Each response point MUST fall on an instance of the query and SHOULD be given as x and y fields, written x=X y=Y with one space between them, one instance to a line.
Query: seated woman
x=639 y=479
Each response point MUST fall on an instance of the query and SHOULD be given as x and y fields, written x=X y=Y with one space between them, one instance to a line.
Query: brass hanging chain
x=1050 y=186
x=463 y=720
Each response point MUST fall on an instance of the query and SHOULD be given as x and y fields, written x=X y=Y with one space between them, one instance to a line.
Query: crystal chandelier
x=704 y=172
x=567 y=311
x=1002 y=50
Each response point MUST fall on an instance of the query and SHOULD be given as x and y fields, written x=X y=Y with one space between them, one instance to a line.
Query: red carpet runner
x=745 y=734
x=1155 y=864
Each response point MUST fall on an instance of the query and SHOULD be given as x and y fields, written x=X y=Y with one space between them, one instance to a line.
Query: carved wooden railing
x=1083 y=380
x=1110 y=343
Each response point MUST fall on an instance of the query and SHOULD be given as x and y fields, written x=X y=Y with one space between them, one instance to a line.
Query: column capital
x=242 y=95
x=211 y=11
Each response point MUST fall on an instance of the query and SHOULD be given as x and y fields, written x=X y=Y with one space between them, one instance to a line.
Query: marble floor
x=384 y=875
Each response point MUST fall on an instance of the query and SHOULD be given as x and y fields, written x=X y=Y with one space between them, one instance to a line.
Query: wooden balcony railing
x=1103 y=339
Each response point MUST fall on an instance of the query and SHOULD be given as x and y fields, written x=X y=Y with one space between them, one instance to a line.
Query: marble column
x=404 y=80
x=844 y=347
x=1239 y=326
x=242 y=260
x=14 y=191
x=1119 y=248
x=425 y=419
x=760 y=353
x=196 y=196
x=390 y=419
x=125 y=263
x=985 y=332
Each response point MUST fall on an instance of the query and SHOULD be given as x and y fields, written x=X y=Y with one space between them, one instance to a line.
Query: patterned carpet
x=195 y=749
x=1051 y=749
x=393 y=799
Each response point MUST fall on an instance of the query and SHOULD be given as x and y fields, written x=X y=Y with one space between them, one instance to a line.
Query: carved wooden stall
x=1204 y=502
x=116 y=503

***

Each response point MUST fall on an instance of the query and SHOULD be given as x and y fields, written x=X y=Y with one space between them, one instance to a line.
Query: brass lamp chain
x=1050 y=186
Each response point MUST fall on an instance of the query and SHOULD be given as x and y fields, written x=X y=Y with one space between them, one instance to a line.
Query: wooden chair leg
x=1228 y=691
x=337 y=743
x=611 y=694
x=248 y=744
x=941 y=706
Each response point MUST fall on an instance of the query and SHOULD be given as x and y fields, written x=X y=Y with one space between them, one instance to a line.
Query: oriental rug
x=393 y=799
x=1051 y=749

***

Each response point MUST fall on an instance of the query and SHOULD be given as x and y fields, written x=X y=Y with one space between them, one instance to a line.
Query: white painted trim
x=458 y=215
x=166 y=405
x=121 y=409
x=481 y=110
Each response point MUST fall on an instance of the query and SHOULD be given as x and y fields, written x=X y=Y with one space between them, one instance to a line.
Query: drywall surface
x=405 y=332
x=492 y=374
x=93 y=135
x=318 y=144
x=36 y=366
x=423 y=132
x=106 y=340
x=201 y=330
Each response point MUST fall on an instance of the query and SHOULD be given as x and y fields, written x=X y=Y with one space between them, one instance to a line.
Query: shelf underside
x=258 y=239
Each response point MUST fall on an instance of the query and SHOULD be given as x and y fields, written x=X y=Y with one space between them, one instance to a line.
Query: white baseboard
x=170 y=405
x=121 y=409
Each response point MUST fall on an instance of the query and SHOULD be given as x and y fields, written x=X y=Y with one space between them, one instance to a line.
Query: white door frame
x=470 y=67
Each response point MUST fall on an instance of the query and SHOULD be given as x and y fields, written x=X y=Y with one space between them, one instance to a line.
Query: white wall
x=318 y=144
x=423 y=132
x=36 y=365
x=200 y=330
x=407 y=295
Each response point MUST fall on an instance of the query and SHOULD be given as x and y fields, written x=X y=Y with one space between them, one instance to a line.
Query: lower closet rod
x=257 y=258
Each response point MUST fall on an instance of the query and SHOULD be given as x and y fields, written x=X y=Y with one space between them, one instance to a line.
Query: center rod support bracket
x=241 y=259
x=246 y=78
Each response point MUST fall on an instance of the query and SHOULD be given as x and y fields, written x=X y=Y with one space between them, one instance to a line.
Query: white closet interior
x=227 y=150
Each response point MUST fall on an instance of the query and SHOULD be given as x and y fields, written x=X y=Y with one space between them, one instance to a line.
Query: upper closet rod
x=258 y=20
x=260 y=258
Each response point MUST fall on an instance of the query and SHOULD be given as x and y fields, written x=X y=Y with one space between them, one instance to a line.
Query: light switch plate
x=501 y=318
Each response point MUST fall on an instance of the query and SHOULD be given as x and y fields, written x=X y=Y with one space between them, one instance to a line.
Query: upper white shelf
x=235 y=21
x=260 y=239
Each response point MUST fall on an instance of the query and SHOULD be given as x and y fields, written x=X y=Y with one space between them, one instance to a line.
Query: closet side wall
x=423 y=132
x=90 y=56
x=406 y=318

***

Task objective: Count the lines in the rows above that contain the word "brass", treating uppercase and lowercase letters as different. Give only the number.

Task result: 2